** Start Exercise inputs **

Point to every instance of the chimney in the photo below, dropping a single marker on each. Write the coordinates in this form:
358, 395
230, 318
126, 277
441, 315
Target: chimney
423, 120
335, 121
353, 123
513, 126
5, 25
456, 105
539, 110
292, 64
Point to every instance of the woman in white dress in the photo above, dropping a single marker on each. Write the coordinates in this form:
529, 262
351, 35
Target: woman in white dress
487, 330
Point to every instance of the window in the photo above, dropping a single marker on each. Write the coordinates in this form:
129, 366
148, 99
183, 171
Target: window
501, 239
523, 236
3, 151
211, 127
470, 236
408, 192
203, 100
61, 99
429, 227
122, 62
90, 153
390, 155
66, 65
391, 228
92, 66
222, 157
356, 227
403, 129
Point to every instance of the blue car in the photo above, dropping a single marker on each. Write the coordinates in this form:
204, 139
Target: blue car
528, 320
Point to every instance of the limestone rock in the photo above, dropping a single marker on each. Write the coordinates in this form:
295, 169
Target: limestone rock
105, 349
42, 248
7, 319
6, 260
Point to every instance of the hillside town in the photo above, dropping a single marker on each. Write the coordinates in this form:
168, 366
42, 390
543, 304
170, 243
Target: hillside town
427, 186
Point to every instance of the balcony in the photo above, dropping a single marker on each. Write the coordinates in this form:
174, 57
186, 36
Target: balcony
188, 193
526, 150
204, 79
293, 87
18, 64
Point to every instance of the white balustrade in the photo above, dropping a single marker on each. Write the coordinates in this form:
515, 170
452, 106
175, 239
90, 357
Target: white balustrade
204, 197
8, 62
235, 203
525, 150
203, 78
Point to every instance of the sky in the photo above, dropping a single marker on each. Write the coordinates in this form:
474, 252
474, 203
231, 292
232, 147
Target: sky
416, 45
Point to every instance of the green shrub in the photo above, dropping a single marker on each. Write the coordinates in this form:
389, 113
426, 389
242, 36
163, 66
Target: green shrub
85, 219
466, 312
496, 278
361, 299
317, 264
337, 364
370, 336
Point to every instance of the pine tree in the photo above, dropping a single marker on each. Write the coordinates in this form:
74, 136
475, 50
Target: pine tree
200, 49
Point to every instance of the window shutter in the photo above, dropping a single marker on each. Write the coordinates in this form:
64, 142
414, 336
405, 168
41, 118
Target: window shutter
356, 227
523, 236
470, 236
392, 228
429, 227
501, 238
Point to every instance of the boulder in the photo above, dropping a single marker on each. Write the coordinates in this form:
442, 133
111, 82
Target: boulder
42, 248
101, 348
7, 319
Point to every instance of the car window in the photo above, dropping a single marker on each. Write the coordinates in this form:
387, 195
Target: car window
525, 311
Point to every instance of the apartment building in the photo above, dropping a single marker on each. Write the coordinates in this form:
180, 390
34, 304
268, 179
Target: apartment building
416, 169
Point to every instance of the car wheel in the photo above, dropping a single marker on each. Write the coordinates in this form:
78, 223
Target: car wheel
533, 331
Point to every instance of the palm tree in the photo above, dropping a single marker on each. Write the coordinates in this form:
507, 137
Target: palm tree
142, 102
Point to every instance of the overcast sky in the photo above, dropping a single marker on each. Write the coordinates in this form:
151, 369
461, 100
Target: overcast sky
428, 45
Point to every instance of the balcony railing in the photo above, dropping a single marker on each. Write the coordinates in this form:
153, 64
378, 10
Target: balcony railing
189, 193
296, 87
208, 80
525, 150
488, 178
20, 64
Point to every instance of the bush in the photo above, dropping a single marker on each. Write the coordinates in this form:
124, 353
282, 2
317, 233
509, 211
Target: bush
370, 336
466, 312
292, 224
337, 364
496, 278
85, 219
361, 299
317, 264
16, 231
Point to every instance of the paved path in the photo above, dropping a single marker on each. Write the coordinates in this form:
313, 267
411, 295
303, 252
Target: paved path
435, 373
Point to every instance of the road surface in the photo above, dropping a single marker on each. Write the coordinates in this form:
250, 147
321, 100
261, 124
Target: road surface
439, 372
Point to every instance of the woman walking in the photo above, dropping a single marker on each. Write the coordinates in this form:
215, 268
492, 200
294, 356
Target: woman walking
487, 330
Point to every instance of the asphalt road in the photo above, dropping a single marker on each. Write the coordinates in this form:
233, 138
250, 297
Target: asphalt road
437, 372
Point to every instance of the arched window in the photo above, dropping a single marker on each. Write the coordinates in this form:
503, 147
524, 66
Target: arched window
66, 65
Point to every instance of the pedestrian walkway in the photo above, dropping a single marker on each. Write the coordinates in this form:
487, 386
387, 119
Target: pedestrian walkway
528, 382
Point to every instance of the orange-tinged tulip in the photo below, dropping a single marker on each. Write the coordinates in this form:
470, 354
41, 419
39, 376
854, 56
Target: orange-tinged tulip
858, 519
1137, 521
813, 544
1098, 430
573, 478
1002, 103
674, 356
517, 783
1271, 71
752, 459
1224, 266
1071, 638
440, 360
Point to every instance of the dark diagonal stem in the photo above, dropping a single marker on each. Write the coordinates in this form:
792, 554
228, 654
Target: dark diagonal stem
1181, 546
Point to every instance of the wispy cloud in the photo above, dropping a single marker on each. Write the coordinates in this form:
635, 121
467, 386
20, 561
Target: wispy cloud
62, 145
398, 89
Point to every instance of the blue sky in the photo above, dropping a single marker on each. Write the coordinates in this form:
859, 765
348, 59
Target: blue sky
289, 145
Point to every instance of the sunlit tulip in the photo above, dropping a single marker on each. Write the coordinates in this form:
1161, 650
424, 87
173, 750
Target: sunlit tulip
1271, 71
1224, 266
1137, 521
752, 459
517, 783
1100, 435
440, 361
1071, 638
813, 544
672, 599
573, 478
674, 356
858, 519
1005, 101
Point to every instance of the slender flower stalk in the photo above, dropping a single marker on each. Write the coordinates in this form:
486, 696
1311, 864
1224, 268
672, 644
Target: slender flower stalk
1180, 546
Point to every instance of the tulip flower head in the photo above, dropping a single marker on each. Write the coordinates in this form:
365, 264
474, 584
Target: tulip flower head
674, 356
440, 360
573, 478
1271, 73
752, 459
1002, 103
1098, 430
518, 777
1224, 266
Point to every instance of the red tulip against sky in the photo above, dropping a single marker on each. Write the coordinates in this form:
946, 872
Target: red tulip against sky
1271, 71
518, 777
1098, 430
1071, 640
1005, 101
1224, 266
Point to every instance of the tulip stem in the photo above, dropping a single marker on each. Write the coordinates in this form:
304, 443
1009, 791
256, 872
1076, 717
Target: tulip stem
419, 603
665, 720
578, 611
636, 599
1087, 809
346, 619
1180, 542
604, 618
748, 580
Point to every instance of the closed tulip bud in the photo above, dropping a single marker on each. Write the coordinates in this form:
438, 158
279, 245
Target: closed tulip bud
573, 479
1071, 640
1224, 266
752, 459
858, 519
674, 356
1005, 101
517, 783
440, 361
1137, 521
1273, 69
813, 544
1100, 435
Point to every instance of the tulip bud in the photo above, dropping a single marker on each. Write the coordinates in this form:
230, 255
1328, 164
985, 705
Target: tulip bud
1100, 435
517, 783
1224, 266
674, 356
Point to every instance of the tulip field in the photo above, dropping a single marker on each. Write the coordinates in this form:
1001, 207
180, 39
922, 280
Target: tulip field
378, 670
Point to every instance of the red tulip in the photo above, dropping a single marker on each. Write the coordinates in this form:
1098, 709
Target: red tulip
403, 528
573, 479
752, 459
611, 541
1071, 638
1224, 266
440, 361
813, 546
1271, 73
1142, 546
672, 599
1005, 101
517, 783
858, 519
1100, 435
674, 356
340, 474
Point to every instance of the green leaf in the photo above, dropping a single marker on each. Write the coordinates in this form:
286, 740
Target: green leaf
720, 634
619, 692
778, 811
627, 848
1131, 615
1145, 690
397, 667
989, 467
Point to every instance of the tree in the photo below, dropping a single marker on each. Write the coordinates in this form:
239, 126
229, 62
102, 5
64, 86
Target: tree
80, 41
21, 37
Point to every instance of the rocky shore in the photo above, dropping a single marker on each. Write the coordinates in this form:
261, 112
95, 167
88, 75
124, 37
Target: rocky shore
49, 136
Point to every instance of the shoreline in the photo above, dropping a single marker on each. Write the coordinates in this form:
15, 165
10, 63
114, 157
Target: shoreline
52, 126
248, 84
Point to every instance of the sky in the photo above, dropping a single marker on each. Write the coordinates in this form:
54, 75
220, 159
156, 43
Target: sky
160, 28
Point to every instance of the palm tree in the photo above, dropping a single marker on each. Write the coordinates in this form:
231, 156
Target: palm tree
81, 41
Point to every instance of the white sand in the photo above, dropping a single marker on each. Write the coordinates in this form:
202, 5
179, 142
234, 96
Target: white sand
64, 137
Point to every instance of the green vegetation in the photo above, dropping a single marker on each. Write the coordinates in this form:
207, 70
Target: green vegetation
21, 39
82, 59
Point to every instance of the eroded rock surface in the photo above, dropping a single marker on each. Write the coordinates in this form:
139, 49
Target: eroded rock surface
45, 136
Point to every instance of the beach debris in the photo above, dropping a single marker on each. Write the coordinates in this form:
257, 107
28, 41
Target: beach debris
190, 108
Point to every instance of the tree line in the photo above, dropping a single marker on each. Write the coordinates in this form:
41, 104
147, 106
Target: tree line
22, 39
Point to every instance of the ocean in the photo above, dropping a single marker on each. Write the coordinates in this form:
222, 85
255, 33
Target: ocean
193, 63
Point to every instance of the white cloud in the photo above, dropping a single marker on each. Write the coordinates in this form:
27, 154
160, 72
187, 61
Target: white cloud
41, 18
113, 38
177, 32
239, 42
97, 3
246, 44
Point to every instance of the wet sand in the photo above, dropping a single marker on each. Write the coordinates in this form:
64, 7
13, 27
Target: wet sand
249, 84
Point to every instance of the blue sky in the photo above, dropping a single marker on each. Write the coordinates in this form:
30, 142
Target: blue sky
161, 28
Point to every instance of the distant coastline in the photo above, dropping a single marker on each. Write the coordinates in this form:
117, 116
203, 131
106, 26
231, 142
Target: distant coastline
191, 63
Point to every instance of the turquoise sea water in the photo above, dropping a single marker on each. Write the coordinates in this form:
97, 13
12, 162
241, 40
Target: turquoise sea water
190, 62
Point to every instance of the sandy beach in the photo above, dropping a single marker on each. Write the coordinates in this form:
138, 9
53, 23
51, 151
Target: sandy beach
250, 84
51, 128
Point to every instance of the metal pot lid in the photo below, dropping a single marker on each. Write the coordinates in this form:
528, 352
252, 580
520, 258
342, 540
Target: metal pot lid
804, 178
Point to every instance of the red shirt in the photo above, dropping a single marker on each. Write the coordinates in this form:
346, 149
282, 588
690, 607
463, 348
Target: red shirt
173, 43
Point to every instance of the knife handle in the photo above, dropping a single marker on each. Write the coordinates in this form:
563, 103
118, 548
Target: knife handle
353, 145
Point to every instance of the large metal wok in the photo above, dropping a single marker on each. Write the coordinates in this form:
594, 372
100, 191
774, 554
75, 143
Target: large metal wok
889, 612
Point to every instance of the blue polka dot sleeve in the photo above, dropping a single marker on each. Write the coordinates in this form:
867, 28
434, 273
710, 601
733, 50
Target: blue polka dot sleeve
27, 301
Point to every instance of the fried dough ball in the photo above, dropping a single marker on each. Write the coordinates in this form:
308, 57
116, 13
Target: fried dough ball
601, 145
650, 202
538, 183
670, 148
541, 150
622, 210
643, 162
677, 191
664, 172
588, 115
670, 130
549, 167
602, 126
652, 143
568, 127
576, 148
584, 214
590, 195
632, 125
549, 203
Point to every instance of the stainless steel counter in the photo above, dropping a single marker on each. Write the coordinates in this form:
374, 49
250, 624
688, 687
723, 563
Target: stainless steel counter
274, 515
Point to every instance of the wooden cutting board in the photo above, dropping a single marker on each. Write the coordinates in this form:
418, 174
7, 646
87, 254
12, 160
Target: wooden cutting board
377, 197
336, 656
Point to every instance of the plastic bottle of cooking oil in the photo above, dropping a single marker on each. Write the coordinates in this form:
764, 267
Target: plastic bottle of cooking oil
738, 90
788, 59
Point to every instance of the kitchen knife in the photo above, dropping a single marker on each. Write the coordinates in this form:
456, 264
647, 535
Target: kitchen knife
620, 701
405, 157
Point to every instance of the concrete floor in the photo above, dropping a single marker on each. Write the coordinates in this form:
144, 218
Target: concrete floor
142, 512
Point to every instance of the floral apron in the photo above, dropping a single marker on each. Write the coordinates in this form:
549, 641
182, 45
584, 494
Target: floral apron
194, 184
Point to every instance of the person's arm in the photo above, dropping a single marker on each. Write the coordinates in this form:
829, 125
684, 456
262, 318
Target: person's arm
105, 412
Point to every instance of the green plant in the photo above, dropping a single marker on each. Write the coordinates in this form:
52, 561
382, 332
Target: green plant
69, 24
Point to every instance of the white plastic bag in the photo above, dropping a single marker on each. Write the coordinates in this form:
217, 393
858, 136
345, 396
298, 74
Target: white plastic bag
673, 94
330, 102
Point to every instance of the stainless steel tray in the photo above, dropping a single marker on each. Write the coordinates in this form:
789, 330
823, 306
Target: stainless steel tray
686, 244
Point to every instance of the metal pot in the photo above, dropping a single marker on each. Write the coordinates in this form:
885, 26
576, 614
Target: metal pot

** End Exercise inputs **

=== Given task ===
Locate the line that contains "Point to every instance of the plastic", then please quote it and every line after it to the end of the entries above, exactly and with nothing else.

=== Result of the task ===
Point to every instance of the plastic bottle of cooking oil in the photo above, dropping a single marker on each. Write the coordinates in this form:
764, 267
Target: plastic bottle of cooking oil
738, 90
788, 59
Point to every instance of the kitchen knife in the photo above, dropping a single marker on each. Write the coordinates in this form:
456, 264
647, 535
Target: kitchen knife
620, 701
405, 157
Point to every instance of the concrete floor in the photo above, dropping a single marker on each. Write the coordinates in this form:
144, 218
Target: concrete floor
142, 512
Point to every instance of the floral apron in the photo above, dropping a single marker on each. Write the coordinates in this form:
549, 641
182, 45
584, 494
Target: floral apron
194, 184
Point to every instance of the person's arm in the photo above, dropping a single marker on each. Write the coordinates in this form:
829, 125
684, 456
262, 318
Target: person's arm
105, 412
Point to every instance of the green plant in the photo above, dropping a single marker on each. Write the coordinates in this form:
52, 561
382, 332
Target: green plant
69, 24
Point to every instance of the white plastic bag in the photo above, dropping a single marker on each. Write the coordinates in this form:
217, 393
858, 136
345, 396
298, 74
Target: white plastic bag
673, 94
330, 102
Point to every instance of the stainless steel tray in the photo above, dropping a single marker on each. Write the coordinates in this form:
789, 330
823, 306
Target: stainless steel tray
686, 244
Point to every instance of the metal pot in the photo above, dropping a single marker on each. Write the coordinates in this form:
885, 26
576, 614
Target: metal pot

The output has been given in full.